--- START OF Task input ---

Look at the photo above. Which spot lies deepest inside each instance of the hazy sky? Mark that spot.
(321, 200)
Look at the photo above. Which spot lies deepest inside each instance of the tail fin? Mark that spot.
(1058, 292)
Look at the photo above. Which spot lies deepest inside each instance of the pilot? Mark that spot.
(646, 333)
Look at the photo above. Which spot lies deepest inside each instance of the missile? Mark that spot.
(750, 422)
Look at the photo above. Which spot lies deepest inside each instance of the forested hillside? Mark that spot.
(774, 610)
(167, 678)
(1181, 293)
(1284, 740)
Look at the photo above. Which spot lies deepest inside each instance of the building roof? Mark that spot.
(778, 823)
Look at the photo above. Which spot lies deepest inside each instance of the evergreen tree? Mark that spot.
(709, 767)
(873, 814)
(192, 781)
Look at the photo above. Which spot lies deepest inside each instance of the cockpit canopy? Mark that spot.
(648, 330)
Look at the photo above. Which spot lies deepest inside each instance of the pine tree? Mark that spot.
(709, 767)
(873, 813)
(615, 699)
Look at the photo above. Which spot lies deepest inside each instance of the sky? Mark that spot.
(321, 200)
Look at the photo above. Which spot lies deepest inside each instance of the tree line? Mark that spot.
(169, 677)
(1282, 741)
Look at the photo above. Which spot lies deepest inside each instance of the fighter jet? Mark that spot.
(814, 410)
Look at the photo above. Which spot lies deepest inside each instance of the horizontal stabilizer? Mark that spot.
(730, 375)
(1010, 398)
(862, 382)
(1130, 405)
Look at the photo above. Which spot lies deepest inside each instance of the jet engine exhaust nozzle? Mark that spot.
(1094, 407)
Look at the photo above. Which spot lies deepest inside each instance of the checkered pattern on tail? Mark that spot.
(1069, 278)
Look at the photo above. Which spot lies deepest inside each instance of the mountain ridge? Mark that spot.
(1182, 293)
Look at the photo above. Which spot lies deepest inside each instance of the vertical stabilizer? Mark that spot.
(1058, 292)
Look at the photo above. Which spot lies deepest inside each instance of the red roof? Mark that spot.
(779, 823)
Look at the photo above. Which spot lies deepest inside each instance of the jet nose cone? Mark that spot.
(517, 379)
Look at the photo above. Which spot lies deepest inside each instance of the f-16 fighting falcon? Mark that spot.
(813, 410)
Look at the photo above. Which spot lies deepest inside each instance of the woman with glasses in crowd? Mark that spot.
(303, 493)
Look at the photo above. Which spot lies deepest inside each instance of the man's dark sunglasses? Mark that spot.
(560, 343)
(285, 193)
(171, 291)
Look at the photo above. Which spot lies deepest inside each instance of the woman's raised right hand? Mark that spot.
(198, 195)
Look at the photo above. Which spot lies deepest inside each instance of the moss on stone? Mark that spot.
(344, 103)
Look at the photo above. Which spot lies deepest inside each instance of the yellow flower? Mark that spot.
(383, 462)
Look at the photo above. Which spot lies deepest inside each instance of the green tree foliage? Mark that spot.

--- END OF Task input ---

== The request ==
Reproduce the final stretch of the data above: every line from the one holding "vertical stabilizer? Mark that spot." through the end, inclusive, exactly as written and nothing else.

== Completed task ==
Look at the photo above. Which spot lies deepest inside each instance of the vertical stabilizer? Mark that spot.
(1058, 292)
Look at the photo above. Which spot lies deepest inside each instance of the red roof? Mark that spot.
(779, 823)
Look at the photo above. Which spot lies deepest inside each instance of the jet nose cone? Mark that spot.
(517, 379)
Look at the photo above. Which spot lies deepest inside each instance of the f-16 fighting falcon? Mark that spot.
(813, 410)
Look at the photo above. Which spot lies deepest inside each instance of the woman with glasses in crowd? Mark that spot.
(303, 493)
Look at the photo above. Which spot lies deepest inside each instance of the man's dark sunglasses? Mark that spot.
(560, 343)
(285, 193)
(171, 291)
Look at the photo above. Which spot lies deepest inside each instance of the woman's raised right hand? Mark that spot.
(198, 195)
Look at the photo above. Which spot lies deepest inside each instance of the moss on stone? Mark that spot.
(344, 103)
Look at the photo above. Which spot lies deepest inside each instance of the yellow flower? Mark that spot.
(383, 462)
Look at the photo above. Which spot lies deepest inside each instance of the green tree foliage? Mark that spot.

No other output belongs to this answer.